▸ **Parts of the exercise**
a – Check each statement against the Spark Streaming article and answer yes or no, quoting the article's deciding words. (i) Internally, a DStream is a sequence of RDDs. (ii) Spark Streaming handles live input data one record at a time instead of in batches. (iii) DStreams can be created only from input data streams.
b – Retype everything in the Spark Streaming article from "Spark Streaming Monitoring" down to "and live dashboards.".
c – List every source the Spark Streaming article names for ingesting data.

----- Extract -----

Spark Streaming Monitoring

6 min readOct 8, 2020

Spark Streaming is an extension of the core Spark API that enables scalable, high-throughput, fault-tolerant stream processing of live data streams. Data can be ingested from many sources like Kafka, Flume, Kinesis, or TCP sockets, and can be processed using complex algorithms expressed with high-level functions like map, reduce, join and window. Finally, processed data can be pushed out to filesystems, databases, and live dashboards.

Internally, it works as follows. Spark Streaming receives live input data streams and divides the data into batches, which are then processed by the Spark engine to generate the final stream of results in batches.

Spark Streaming provides a high-level abstraction called discretized stream or DStream, which represents a continuous stream of data. DStreams can be created either from input data streams from sources such as Kafka, Flume, and Kinesis, or by applying high-level operations on other DStreams. Internally, a DStream is represented as a sequence of RDDs.

----- Provided records -----

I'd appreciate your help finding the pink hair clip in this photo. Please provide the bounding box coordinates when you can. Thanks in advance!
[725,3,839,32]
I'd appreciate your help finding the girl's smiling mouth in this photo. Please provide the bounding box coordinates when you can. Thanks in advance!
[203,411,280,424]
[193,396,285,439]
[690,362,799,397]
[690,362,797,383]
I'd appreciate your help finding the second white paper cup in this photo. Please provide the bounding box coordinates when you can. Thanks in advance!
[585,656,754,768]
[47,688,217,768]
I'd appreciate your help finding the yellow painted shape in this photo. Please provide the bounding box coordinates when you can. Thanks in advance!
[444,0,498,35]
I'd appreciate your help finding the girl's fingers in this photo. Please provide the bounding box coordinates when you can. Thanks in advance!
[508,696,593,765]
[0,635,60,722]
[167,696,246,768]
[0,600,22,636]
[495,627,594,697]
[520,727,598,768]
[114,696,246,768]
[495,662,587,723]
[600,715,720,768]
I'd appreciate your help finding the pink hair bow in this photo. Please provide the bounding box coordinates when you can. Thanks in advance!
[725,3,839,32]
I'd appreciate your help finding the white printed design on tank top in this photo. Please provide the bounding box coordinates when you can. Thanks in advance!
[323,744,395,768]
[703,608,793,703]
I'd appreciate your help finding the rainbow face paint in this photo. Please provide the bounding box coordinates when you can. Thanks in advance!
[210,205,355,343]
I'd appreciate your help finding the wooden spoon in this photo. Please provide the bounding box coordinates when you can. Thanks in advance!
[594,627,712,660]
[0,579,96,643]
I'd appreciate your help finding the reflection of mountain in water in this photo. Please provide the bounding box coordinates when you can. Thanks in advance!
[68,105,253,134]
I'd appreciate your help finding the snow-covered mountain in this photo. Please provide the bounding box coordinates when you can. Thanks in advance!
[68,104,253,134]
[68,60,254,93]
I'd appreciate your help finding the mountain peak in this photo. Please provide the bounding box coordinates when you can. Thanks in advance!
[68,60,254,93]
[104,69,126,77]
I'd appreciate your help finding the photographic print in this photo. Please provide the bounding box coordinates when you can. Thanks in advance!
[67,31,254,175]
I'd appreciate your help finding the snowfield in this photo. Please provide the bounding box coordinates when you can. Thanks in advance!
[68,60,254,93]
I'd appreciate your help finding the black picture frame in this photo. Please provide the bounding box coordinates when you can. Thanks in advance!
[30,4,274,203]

-----

▸ **Answers below**
a –
(i) Yes: "Internally, a DStream is represented as a sequence of RDDs."
(ii) No: "Spark Streaming receives live input data streams and divides the data into batches"
(iii) No: "or by applying high-level operations on other DStreams"

b –
Spark Streaming Monitoring

6 min readOct 8, 2020

Spark Streaming is an extension of the core Spark API that enables scalable, high-throughput, fault-tolerant stream processing of live data streams. Data can be ingested from many sources like Kafka, Flume, Kinesis, or TCP sockets, and can be processed using complex algorithms expressed with high-level functions like map, reduce, join and window. Finally, processed data can be pushed out to filesystems, databases, and live dashboards.

c – Kafka, Flume, Kinesis, TCP sockets